• [Aim of the exercise]: Extend the text on thoracic outlet syndrome, starting right after its last sentence.

• [Quoted passage]:
____________________
Thoracic Outlet Syndrome
What is thoracic outlet syndrome (TOS)?
TOS is the name given to a group of symptoms caused when the nerves or blood vessels that travel between the collarbone and the first rib get compressed. The symptoms experienced will depend on if it is a nerve, vein or artery that is involved.
The first rib, collarbone and scalene muscles form a triangle in the neck. Sometimes, there is not enough space for the nerves and blood vessels to travel through this space freely. This can be due to a number of reasons including: an extra rib, trauma, poor posture, repetitive injuries and pregnancy.
Symptoms of TOS:
Neurogenic TOS (nerve compression) is the most common form of TOS (85%) and can present with the following symptoms:
- Muscle wasting in the fleshy base of the thumb (Gilliatt-Sumner hand)
- Numbness or tingling in the arm or fingers
- Pain or aches in the neck, shoulder or hand
- Weakening grip
Venous TOS (vein compression) accounts for around 10% of TOS and can present with:
- Sudden swelling of the entire arm
- Bluish discoloration of the arm
- Heaviness of the arm
- Arm pain
Arterial TOS (artery compression) is the rarest form of TOS (5%) and can present with:
- Sudden onset of hand pain and weakness
- Numbness and tingling in the hand or fingers
- Cold and pale fingers
- Chronic arm fatigue
- Arm pain during activity (claudication)
- Non-healing wounds or ulcerations in the fingers
If TOS is suspected based on symptoms and a physical examination, further investigation will be done to confirm if TOS is the cause.
____________________
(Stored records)

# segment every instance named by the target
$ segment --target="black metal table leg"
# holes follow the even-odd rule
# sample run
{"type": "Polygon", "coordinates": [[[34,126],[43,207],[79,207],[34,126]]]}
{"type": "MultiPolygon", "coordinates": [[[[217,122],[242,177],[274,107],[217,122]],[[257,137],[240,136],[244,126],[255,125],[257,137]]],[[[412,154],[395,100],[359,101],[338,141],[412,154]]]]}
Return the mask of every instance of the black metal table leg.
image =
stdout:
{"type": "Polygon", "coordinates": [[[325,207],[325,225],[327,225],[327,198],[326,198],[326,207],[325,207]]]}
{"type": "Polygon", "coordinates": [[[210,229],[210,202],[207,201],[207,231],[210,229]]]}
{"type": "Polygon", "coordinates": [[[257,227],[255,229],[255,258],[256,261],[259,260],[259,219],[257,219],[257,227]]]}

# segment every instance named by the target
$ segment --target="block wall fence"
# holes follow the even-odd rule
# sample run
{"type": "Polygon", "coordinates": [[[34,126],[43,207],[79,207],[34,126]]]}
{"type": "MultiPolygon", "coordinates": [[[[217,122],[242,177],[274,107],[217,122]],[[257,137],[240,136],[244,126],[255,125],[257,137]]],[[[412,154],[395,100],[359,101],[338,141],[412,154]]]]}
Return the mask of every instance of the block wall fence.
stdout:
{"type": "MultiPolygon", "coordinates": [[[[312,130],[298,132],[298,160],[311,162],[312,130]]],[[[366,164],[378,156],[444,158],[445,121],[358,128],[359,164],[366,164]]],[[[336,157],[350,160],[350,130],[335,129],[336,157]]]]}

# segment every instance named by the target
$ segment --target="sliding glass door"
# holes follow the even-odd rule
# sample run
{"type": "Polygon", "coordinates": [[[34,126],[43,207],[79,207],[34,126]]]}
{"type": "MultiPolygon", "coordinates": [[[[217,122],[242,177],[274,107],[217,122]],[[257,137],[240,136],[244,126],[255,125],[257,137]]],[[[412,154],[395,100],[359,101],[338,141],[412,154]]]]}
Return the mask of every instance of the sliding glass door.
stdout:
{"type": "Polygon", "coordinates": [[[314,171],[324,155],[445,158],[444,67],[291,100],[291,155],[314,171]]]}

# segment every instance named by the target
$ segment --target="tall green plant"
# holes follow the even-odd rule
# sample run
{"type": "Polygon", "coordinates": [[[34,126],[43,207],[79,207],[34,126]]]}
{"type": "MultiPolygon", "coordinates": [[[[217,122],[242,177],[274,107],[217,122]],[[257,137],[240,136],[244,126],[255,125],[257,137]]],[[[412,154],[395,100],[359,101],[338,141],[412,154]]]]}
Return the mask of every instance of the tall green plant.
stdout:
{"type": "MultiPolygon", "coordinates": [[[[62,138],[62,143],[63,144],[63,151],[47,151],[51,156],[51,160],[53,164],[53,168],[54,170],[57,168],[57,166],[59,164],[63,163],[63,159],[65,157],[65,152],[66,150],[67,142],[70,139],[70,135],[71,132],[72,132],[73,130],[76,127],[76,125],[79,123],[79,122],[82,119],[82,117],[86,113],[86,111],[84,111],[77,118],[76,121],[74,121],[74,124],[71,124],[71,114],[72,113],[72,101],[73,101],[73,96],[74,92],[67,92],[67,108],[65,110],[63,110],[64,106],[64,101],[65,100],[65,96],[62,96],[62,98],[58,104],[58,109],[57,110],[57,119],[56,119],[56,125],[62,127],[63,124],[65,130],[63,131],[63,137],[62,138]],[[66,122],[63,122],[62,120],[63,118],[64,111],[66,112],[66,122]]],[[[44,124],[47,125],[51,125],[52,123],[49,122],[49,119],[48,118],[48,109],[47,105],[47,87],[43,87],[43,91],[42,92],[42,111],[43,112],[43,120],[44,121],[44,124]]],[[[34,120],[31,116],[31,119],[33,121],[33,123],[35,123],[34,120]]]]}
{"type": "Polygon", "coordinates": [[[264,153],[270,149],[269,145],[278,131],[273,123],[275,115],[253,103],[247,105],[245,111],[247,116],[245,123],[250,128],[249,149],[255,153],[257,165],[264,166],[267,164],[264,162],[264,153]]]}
____________________
• [Result of this exercise]:
This can include: Xray, ultrasound scan, CT scan with dye to look at vessels, MRI, angiogram/venogram.
Your GP or surgeon will be able to advise which of these investigations is necessary
Treatment of TOS:
In some cases, there are non-surgical options for treatment of TOS, such as physiotherapy and medications. If this approach is not successful, or if your particular condition is not suitable for non-surgical management, there are surgical treatment options that we offer at VCC.
First Rib Resection:
This is the mainstay of surgical management for all types of TOS. This serves to remove one side of the ‘triangle’ that is compressing the nerves or vessels, allowing them to pass freely through the neck. This is done under general anaesthetic, by making an incision above or below the collarbone. You can expect to spend 2-3 nights in hospital following this procedure and have approximately 2 weeks off work.
Occasionally, an additional procedure may be required at the same time as a first rib resection. Your surgeon will discuss this with you if it is needed for you.